▸ Task requirements: Write out, word for word, every line from the one containing "In this photo, where can the hilltop be seen?" through the last line of the records below, both ends included.

▸ Stored records:
====

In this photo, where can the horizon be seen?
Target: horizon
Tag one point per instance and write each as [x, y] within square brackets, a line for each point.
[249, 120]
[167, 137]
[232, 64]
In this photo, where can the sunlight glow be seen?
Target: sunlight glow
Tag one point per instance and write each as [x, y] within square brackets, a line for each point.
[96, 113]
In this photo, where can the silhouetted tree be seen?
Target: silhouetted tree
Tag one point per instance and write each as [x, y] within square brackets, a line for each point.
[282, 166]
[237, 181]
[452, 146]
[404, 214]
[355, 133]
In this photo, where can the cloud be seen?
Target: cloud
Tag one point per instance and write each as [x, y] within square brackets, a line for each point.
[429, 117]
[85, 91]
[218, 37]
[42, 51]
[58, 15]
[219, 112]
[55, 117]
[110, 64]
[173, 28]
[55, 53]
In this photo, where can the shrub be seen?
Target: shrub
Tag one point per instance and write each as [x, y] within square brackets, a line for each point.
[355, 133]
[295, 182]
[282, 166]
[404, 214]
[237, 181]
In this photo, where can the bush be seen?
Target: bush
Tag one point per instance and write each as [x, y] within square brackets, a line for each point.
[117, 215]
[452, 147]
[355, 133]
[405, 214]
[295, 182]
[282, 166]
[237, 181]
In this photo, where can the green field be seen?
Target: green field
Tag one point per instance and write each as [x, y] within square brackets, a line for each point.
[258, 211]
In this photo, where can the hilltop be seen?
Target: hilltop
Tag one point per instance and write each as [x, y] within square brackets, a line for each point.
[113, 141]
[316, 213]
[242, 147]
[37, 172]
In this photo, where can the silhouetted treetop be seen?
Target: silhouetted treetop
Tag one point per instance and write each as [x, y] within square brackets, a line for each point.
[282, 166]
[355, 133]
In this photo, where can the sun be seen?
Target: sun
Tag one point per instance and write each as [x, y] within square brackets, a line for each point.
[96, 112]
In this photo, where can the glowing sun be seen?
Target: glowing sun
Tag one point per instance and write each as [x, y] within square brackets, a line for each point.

====

▸ Final answer:
In this photo, where can the hilltop be seen?
Target: hilltop
Tag one point per instance and write each as [x, y] within square brackets, a line for each point.
[113, 141]
[316, 213]
[242, 147]
[37, 172]
In this photo, where can the silhouetted treetop be seen?
Target: silhouetted treetop
Tag one point per instance and write each as [x, y] within square brackets, a line for each point.
[282, 166]
[355, 133]
In this photo, where can the sun be seen?
Target: sun
Tag one point per instance and write each as [x, y] within square brackets, a line for each point.
[96, 112]
In this photo, where can the glowing sun be seen?
Target: glowing sun
Tag one point per instance and write each as [x, y] within square brackets, a line for each point.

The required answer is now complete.